Record list
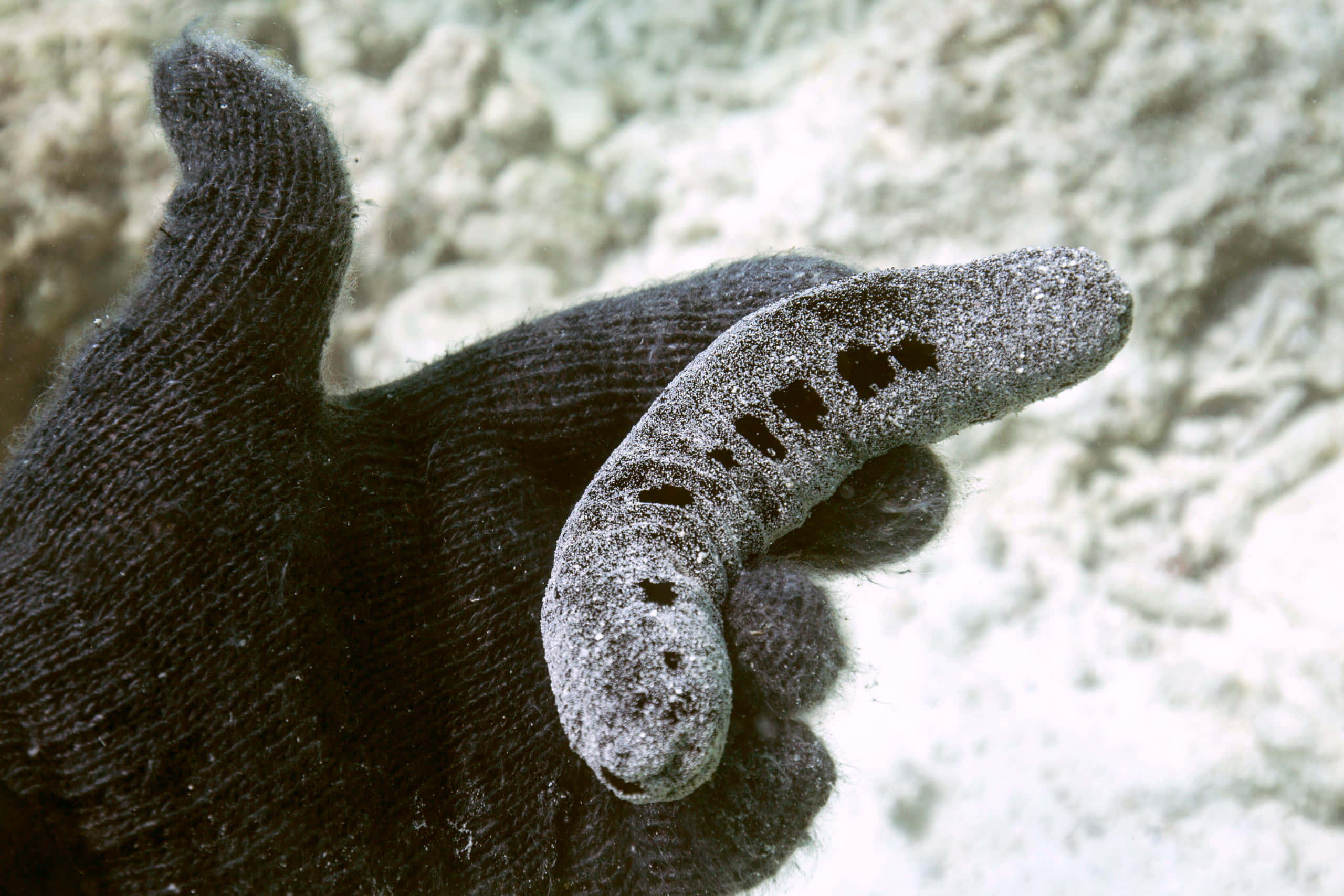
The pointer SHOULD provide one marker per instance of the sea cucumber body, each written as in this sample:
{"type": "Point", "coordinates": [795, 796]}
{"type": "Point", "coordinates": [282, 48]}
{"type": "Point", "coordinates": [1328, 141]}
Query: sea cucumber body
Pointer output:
{"type": "Point", "coordinates": [754, 433]}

Task to complete
Reproduce every line of the records above verbatim, omitting the pictures from your answer.

Reply to the task
The pointer SHOULD provide one marker per instance of the sea cucumber body, each written as in this sample:
{"type": "Point", "coordinates": [795, 796]}
{"type": "Point", "coordinates": [282, 48]}
{"type": "Point", "coordinates": [1328, 141]}
Query: sea cucumber body
Pointer output:
{"type": "Point", "coordinates": [754, 433]}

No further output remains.